DAFTAR TUGAS:
1. Tuliskan kembali secara persis bagian teks tentang banjir Tri Arga yang dimulai dari "Oleh : Yenny" dan berakhir pada "Barat baru-baru ini.".
2. Menurut teks tentang banjir Tri Arga, tiga gunung api manakah yang diberi gelar Tri Arga?

TEKS BACAAN:
__________________________________________________

Opini

Kiriman Banjir dari Puncak Tri Arga pada Akhir Abad ke 19

Gunung Marapi yang merupakan bagian dari Tri Arga menyebabkan banjir pada tahun 1882. Ilustrasi. Foto : republika

Oleh : Yenny Narny (Dosen FIB Unand)

Tri Arga adalah gelar yang disematkan kepada tiga buah gunung api yang ada di Sumatera Barat yakni, Gunung Marapi, Gunung Singgalang dan Gunung Tandikat yang bermakna sebagai penyangga langit Minangkabau. Tiga buah gunung yang memiliki letak berdekatan ini lah yang disebut-sebut telah menggelontorkan sejumlah besar air dari wilayah puncaknya sehingga terjadi banjir besar di sejumlah tempat di Sumatera Barat baru-baru ini.

Scroll untuk membaca

Scroll untuk membaca

Hal ini tentunya bukanlah yang pertama, sebab ketiga gunung tersebut tercatat pernah menyebabkan sejumlah musibah banjir di masa lalu dengan berbagai penyebab, mulai dari adanya longsor di wilayah puncak gunung maupun akibat adanya akumulasi endapan material vulkanik yang akhirnya menyebabkan banjir lahar dingin ketika turun hujan lebat seperti yang baru-baru ini terjadi.

__________________________________________________

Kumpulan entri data
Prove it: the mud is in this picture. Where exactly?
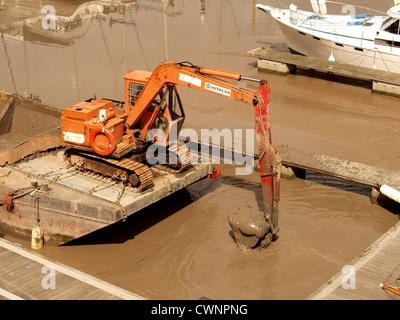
[0,0,400,299]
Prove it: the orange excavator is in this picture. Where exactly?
[61,62,280,248]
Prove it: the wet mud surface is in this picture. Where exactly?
[0,0,400,299]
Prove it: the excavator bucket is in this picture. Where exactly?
[228,80,281,248]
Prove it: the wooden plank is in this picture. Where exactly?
[0,239,143,300]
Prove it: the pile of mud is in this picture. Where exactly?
[0,93,62,166]
[0,93,61,151]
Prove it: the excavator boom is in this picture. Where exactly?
[125,62,255,139]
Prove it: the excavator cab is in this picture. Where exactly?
[124,70,185,140]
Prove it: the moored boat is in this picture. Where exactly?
[256,0,400,73]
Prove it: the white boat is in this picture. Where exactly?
[256,0,400,73]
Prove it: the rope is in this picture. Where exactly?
[0,187,39,212]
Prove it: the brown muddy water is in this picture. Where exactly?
[0,0,400,299]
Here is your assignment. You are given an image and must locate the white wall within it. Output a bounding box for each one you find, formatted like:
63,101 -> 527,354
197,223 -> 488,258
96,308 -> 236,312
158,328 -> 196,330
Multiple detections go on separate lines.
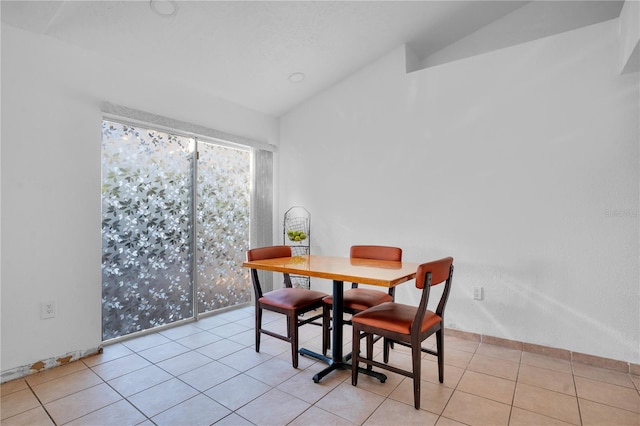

__________________________________________________

DAFTAR JAWABAN:
1.
Oleh : Yenny Narny (Dosen FIB Unand)

Tri Arga adalah gelar yang disematkan kepada tiga buah gunung api yang ada di Sumatera Barat yakni, Gunung Marapi, Gunung Singgalang dan Gunung Tandikat yang bermakna sebagai penyangga langit Minangkabau. Tiga buah gunung yang memiliki letak berdekatan ini lah yang disebut-sebut telah menggelontorkan sejumlah besar air dari wilayah puncaknya sehingga terjadi banjir besar di sejumlah tempat di Sumatera Barat baru-baru ini.

2. Gunung Marapi, Gunung Singgalang, dan Gunung Tandikat.